• [Texto fornecido]:
CED 01 da Estrutural foi uma das escolas públicas do DF onde foi implementado o modelo cívico-militar. Foto de 2019Foto: Marcelo Camargo/Agência Brasil

Você sabia que escola militar e colégio cívico militar não são a mesma coisa?

Eu mesmo, honestamente, confundia os dois conceitos até poucos dias atrás e aprendi a diferença em uma conversa com um amigo. Compartilhei com ele o vídeo de uma vereadora criticando o projeto de transformar um colégio de Ribeirão Preto, interior de São Paulo, em cívico-militar.

Disse a ele que não entendia o incômodo dela, pois eu mesmo já tive a oportunidade de visitar dois colégios militares do país e fiquei positivamente admirado. Além disso, é sabido que estes apresentam positivos resultados em índices de educação e aprovações em universidades de ponta. Foi quando ele me explicou que escola militar e colégio cívico-militar não são a mesma coisa.

Fiquei constrangido por ter me confundido por tanto tempo, mas tudo fez sentido rapidamente. A narrativa política da extrema direita acerca dos colégios cívico-militares me confundiu. Nesta coluna, começarei pontuando, de modo simplista, a diferença entre ambos e depois irei discorrer, com mais calma, sobre a questão política por trás.

Qual a diferença entre colégio militar e colégio cívico militar?

No Brasil, há 14 colégios militares. Em 1889, foi criado o Imperial Colégio Militar da Corte, que, após a Proclamação da República, viria a se tornar o Colégio Militar do Rio de Janeiro. Eles são geridos pelo exército brasileiro e historicamente apresentam bons resultados em termos de aprendizagem e em aprovações nos vestibulares. Não coincidentemente, muitos deles têm expressivas filas de espera, pois os pais associam conseguir matricular seus filhos com possibilitando um futuro próspero para eles.

Já os cívico-militares remontam a um passado mais recente e estão dentro de um contexto político muito específico: o governo de Jair Bolsonaro. O projeto nasce com o decreto presidencial de número 10.004, publicado no Diário Oficial da União, em setembro de 2019, cujo intuito era implantar o modelo em todo o território nacional.

• [Tarefa proposta]:
Reescreva o trecho do texto sobre colégios cívico-militares que começa em "CED 01 da Estrutural" e termina em "a mesma coisa?", substituindo "escola militar" por "colégio militar". Os dados não têm qualquer papel nesta atividade.

• [Dados fornecidos]:
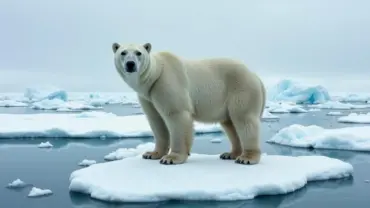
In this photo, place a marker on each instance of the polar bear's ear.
(148, 47)
(115, 47)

• [Solução]:
CED 01 da Estrutural foi uma das escolas públicas do DF onde foi implementado o modelo cívico-militar. Foto de 2019Foto: Marcelo Camargo/Agência Brasil

Você sabia que colégio militar e colégio cívico militar não são a mesma coisa?